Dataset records
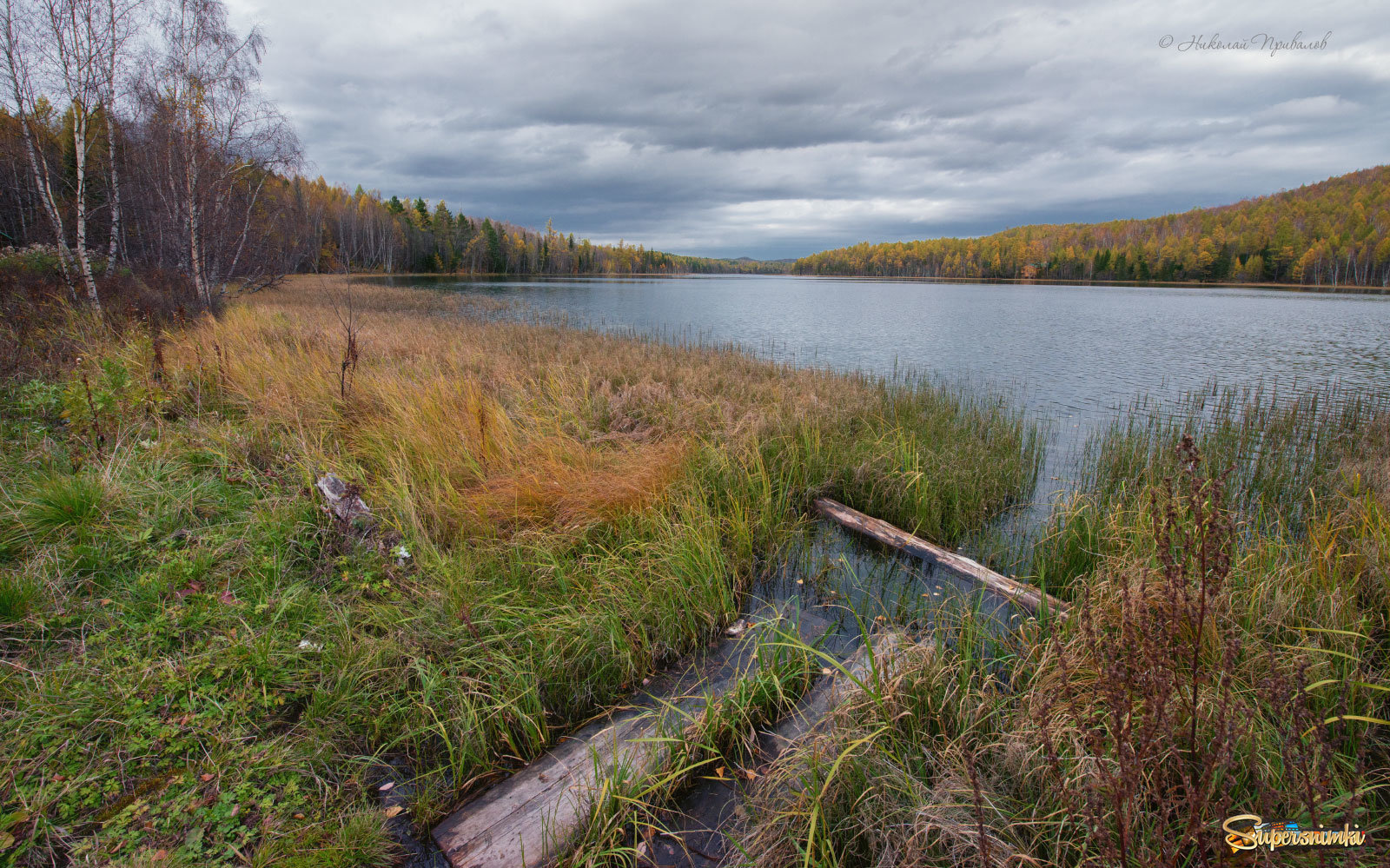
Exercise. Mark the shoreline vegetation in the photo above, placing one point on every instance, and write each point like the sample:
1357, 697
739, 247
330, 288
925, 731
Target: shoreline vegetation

--

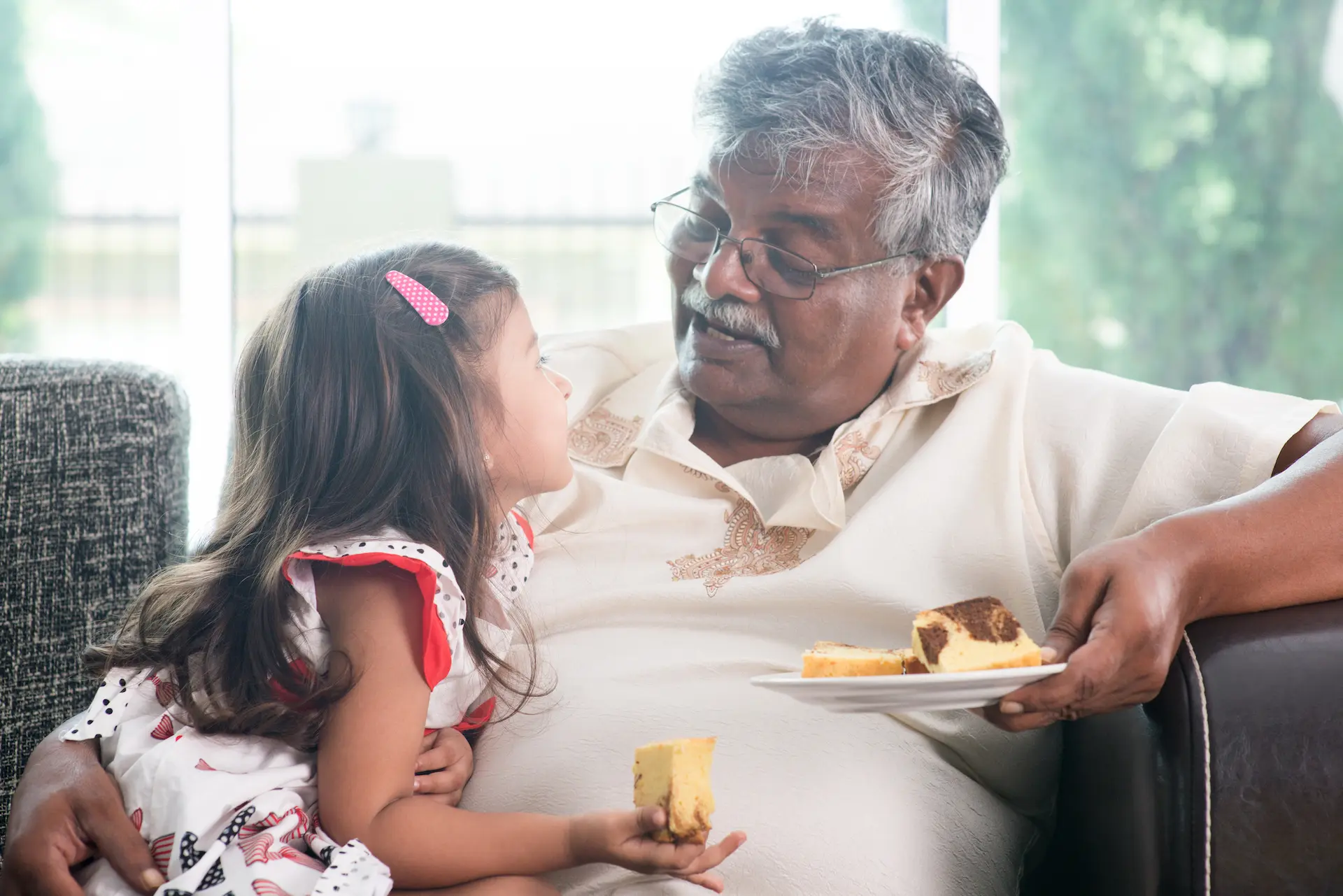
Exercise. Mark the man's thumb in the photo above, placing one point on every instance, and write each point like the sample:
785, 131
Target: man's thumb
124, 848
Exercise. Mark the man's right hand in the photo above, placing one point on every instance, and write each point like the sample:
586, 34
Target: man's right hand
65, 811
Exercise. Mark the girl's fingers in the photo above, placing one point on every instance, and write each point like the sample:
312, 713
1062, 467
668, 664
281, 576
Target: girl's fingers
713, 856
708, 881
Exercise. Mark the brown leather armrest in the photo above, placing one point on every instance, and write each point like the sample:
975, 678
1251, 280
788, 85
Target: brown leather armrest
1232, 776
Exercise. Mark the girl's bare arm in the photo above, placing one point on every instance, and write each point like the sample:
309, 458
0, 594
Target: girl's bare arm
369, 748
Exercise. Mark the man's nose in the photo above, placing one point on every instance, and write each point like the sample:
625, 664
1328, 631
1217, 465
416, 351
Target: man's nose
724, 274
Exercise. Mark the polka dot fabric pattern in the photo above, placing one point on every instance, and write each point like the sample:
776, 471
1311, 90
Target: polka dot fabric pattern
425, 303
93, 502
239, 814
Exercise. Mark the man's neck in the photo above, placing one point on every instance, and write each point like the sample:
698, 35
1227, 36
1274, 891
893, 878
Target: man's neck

» **Exercise requirements**
Rewrite the stretch from the line containing "Exercise. Mark the man's neck" through the line containing "Target: man's neck", replacing "neck" with "shoulder" and leaving everything else unchanged.

» **Exercise solution**
Exercise. Mark the man's shoulder in the photo above, placing one point on every instance, and write each point like the sample:
698, 35
1227, 36
1274, 891
893, 878
Target: man's shoulder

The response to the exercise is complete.